(Excerpts from the segmentation records)
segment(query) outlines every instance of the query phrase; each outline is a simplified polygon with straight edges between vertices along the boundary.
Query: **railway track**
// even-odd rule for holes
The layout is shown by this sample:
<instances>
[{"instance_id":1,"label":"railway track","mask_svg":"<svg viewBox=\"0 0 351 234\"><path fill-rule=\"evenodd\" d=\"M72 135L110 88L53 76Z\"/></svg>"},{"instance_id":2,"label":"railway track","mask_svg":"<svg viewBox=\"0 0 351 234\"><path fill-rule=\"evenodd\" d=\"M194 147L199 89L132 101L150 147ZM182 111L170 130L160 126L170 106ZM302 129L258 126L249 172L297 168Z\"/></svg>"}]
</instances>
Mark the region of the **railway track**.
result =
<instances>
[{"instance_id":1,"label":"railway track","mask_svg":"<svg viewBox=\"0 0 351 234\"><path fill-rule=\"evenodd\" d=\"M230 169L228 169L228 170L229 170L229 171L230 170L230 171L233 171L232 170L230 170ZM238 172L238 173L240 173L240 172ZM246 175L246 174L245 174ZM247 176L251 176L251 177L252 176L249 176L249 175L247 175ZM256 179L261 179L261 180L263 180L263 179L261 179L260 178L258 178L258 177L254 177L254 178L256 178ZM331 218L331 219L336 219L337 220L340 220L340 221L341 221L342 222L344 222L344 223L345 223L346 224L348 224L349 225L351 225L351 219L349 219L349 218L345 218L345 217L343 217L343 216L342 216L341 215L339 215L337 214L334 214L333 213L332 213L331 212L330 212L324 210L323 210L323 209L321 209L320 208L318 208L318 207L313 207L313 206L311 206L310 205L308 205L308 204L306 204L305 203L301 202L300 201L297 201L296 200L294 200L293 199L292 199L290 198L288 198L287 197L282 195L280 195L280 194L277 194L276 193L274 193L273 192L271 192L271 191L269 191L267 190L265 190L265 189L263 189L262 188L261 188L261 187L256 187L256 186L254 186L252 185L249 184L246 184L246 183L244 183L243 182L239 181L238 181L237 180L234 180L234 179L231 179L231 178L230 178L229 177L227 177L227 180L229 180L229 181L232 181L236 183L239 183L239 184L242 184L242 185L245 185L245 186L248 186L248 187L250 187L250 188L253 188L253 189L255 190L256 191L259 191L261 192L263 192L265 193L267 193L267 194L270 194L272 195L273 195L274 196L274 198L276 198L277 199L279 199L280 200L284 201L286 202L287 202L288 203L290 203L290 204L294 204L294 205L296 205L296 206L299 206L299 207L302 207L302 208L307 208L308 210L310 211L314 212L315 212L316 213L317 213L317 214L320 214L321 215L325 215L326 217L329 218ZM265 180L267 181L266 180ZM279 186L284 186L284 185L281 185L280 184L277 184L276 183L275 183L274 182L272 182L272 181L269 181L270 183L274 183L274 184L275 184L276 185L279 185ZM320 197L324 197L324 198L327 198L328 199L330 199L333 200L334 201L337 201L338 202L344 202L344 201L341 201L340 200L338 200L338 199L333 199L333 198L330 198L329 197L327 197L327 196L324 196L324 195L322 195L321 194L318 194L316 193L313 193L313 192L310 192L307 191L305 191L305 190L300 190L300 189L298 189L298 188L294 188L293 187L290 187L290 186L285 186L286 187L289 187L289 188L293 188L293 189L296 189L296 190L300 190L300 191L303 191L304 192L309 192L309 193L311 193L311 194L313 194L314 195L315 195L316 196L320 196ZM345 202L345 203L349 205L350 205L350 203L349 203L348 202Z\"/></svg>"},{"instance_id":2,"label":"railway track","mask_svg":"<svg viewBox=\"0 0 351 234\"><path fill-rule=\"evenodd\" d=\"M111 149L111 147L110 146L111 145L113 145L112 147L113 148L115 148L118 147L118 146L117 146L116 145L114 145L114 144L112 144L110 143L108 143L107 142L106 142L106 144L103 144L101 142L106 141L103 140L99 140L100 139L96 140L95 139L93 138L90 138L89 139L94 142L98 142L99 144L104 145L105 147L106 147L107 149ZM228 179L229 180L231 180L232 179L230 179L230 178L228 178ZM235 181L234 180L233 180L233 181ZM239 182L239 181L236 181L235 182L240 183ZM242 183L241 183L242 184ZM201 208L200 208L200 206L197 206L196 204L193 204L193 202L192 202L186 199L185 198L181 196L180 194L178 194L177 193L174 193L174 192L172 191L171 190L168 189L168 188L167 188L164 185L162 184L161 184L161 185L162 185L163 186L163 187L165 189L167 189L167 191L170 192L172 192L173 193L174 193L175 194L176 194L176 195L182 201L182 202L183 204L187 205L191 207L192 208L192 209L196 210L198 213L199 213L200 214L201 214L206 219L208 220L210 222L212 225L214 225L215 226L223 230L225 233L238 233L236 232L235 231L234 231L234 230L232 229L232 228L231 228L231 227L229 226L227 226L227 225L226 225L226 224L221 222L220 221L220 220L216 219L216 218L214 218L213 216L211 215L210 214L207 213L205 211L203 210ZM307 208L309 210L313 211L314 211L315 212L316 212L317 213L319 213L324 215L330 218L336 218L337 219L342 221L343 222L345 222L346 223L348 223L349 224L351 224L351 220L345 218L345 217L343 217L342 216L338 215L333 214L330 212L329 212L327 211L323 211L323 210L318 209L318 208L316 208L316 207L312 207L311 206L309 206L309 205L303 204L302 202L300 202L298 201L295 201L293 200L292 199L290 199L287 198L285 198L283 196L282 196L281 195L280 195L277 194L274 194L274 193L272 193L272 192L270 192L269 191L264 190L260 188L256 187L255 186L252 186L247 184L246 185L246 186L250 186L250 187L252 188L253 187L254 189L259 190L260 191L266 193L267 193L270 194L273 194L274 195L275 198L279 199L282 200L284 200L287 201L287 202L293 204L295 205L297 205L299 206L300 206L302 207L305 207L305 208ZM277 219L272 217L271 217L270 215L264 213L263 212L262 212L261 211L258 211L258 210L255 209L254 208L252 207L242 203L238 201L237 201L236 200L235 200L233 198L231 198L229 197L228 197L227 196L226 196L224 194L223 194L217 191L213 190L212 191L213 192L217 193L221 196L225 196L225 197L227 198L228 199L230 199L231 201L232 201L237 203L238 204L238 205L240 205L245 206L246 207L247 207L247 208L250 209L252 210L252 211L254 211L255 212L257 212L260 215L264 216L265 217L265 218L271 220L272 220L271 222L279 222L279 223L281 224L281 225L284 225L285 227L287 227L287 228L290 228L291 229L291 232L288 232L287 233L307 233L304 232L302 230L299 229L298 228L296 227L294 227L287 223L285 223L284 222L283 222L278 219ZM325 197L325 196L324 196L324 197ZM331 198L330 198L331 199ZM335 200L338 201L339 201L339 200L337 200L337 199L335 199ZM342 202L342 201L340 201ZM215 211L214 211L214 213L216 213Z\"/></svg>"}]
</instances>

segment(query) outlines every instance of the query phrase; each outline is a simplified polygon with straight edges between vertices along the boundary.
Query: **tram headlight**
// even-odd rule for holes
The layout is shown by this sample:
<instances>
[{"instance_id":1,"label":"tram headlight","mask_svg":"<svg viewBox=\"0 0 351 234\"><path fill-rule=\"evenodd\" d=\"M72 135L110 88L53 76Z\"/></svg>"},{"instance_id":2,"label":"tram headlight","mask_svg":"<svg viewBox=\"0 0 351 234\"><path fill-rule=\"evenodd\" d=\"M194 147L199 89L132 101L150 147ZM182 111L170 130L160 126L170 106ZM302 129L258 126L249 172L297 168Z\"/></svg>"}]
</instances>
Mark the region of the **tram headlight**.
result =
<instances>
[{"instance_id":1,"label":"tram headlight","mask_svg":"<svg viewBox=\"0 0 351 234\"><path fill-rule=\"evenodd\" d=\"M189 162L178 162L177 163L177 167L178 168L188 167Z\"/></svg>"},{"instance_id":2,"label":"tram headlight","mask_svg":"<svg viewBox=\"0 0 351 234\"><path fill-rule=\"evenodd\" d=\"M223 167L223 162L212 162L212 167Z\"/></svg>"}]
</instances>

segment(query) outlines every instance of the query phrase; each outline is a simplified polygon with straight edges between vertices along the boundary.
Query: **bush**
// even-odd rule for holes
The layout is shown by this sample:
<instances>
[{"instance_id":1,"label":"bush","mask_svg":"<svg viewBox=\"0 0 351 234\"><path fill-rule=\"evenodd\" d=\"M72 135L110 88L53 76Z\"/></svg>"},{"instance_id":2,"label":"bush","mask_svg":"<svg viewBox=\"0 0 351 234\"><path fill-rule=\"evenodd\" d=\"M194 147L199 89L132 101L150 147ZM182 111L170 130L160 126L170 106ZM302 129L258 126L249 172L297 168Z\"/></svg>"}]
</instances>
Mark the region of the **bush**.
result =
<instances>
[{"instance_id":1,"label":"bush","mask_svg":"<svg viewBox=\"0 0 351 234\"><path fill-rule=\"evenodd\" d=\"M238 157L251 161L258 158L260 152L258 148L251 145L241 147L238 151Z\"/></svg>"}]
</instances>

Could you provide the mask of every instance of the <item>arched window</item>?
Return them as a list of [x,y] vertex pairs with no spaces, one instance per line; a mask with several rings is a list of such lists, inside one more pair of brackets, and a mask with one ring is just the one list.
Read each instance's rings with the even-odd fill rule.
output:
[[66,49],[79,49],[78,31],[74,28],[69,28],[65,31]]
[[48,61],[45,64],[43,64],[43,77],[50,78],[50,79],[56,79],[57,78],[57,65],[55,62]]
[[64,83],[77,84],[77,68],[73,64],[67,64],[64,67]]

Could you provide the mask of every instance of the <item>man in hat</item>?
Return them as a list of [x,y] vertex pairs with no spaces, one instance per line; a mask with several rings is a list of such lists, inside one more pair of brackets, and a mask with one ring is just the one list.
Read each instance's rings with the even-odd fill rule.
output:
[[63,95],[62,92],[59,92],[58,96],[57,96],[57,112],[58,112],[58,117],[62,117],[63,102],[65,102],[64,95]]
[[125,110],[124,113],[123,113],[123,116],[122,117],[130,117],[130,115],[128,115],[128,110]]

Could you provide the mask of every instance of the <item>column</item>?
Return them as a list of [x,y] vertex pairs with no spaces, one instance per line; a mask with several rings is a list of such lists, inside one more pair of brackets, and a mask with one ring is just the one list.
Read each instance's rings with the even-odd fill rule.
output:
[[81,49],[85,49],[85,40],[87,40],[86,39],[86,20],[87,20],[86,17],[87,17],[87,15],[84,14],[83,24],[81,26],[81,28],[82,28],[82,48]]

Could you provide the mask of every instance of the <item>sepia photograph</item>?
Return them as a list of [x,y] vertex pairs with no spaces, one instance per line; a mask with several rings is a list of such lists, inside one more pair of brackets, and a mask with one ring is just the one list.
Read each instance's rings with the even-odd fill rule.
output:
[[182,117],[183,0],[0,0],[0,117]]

*TASK BRIEF*
Rewrite the stretch from the line containing "Could you provide the mask of every instance of the <item>sepia" through the end of the records as a JSON list of strings, one string per line and no entries for blank lines.

*SOLUTION BELOW*
[
  "Could you provide the mask of every instance of the <item>sepia photograph</item>?",
  "Return them as a list of [x,y] vertex pairs with no spaces, one instance per line; a mask with several rings is a list of such lists, inside one more pair of brackets, and a mask with one ring is just the one list.",
  "Read each instance's rings with the even-odd fill rule.",
  "output:",
  "[[182,117],[183,0],[0,0],[0,117]]"
]